[Begin]
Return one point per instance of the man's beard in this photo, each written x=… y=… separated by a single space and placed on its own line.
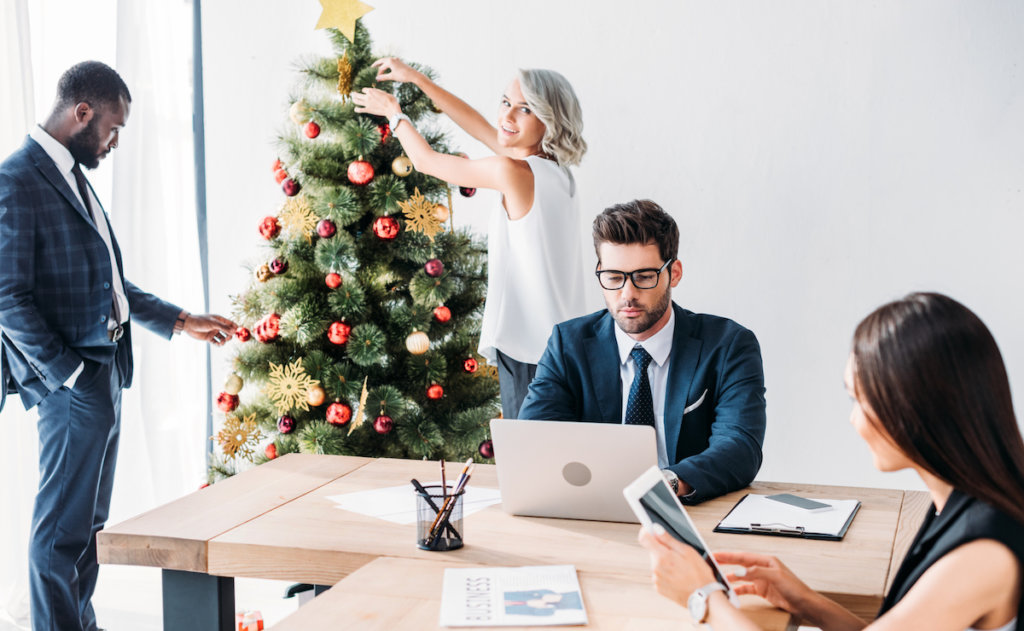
x=639 y=325
x=84 y=145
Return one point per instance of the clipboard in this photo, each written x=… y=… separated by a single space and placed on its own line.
x=754 y=514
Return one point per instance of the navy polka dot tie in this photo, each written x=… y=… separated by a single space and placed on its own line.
x=640 y=406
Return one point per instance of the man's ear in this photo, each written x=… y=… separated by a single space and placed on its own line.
x=83 y=113
x=677 y=271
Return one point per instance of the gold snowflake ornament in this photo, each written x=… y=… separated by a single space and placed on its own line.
x=297 y=218
x=239 y=437
x=287 y=386
x=419 y=213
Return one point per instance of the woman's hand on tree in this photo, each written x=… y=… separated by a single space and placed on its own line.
x=379 y=102
x=393 y=69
[End]
● **Aim**: Write out every entry above word for word, leaving out the picture.

● **Right answer**:
Return one point per instance of the man's beard in this photo, each written x=… y=… separated by a single space and placed on its own line.
x=639 y=325
x=84 y=145
Return one point per instance of the clipboard in this photo, each written x=… y=… separated by a single space and placed on its own line.
x=754 y=514
Return one point per instance of the navy polka dot tie in this photo, each written x=… y=… separated by a single space and placed on its own line.
x=640 y=406
Return one point per instance of the man's ear in this photo, each written x=… y=… separated by a single space and placed on its own line.
x=83 y=113
x=677 y=271
Return one point per instance of the gold snowflake ornament in this photo, each written x=… y=… separated by a single space and placed on its own line.
x=297 y=218
x=239 y=437
x=287 y=386
x=419 y=213
Return one point per instance of the woman's hand on tree in this photo, each written x=… y=… separated by a single space and placed on its own line.
x=379 y=102
x=393 y=69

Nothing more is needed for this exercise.